(Contour annotation records)

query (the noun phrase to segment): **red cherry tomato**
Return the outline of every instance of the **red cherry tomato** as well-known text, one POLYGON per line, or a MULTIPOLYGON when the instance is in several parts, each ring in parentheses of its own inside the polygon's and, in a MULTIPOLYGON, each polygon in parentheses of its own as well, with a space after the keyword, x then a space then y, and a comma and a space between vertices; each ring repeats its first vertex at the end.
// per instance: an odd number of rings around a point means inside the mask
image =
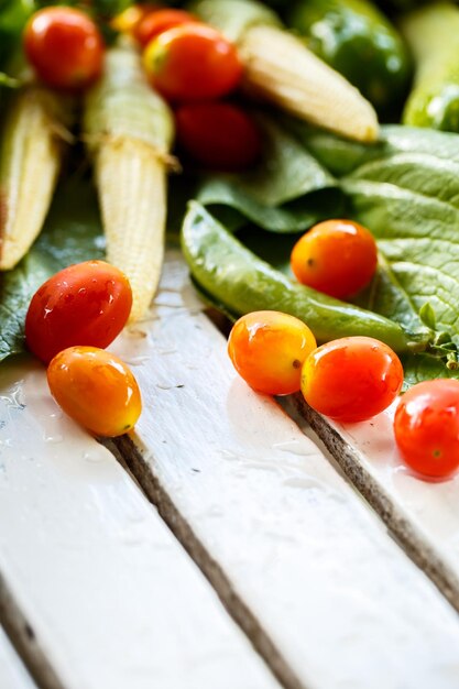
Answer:
POLYGON ((142 411, 132 372, 103 349, 65 349, 50 363, 47 382, 64 412, 96 436, 128 433, 142 411))
POLYGON ((383 412, 402 389, 395 352, 369 337, 347 337, 316 349, 302 370, 302 392, 320 414, 363 422, 383 412))
POLYGON ((146 46, 143 64, 153 87, 172 101, 226 96, 242 76, 234 45, 204 24, 185 24, 160 34, 146 46))
POLYGON ((253 390, 267 395, 297 392, 302 364, 316 347, 303 321, 280 311, 242 316, 228 340, 228 353, 238 373, 253 390))
POLYGON ((357 222, 327 220, 297 241, 291 265, 304 285, 343 299, 365 287, 373 277, 376 242, 357 222))
POLYGON ((45 363, 74 344, 108 347, 131 306, 131 286, 117 267, 103 261, 70 265, 34 294, 25 317, 28 347, 45 363))
POLYGON ((459 467, 459 381, 414 385, 400 401, 394 431, 408 467, 437 479, 452 473, 459 467))
POLYGON ((54 88, 85 88, 102 70, 99 30, 87 14, 72 8, 35 12, 24 30, 24 50, 39 77, 54 88))
POLYGON ((134 37, 145 46, 150 41, 175 26, 196 23, 197 19, 185 10, 154 10, 143 17, 134 29, 134 37))
POLYGON ((238 171, 260 155, 259 131, 237 106, 225 102, 190 103, 176 113, 179 145, 206 167, 238 171))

Work to be completed => Could you recast every line of the listing above as a Markdown table with the columns "Number" and "Entry," skipping blank lines and leaving the pictures out?

Output of the exercise =>
| Number | Entry |
|---|---|
| 1 | query (the noun phrase to segment): **red cherry tomato** |
| 2 | Return the outline of every instance of the **red cherry tomato** as well-known text, one POLYGON per line, or a MULTIPOLYGON when the instance is in several parts, each ring in parentheses of its own inside the polygon's and, in a MULTIPOLYGON, each polygon in parentheses of its own as well, with a space after the keyword, x then a space then y, and a comma and a space between vertices; each ring repeats its first vertex at the end. |
| 3 | // per instance: an odd number of rings around a point means inside the mask |
| 4 | image = |
| 5 | Answer: |
| 6 | POLYGON ((142 411, 132 372, 103 349, 65 349, 50 363, 47 382, 64 412, 96 436, 128 433, 142 411)) |
| 7 | POLYGON ((383 412, 402 389, 395 352, 369 337, 347 337, 316 349, 302 370, 302 392, 320 414, 363 422, 383 412)) |
| 8 | POLYGON ((146 46, 143 64, 153 87, 172 101, 226 96, 242 76, 234 45, 204 24, 185 24, 160 34, 146 46)) |
| 9 | POLYGON ((253 390, 267 395, 297 392, 302 364, 316 347, 303 321, 280 311, 242 316, 228 340, 228 353, 238 373, 253 390)) |
| 10 | POLYGON ((357 222, 327 220, 297 241, 291 265, 304 285, 343 299, 365 287, 373 277, 376 242, 357 222)) |
| 11 | POLYGON ((45 363, 74 344, 108 347, 131 306, 131 286, 117 267, 103 261, 70 265, 34 294, 25 317, 28 347, 45 363)) |
| 12 | POLYGON ((459 467, 459 381, 414 385, 400 401, 394 431, 408 467, 437 479, 452 473, 459 467)) |
| 13 | POLYGON ((54 88, 85 88, 102 70, 99 30, 87 14, 72 8, 35 12, 24 30, 24 50, 39 77, 54 88)) |
| 14 | POLYGON ((134 37, 145 46, 150 41, 175 26, 196 23, 197 19, 185 10, 154 10, 143 17, 134 29, 134 37)) |
| 15 | POLYGON ((238 171, 260 155, 259 131, 237 106, 225 102, 190 103, 176 113, 179 145, 206 167, 238 171)) |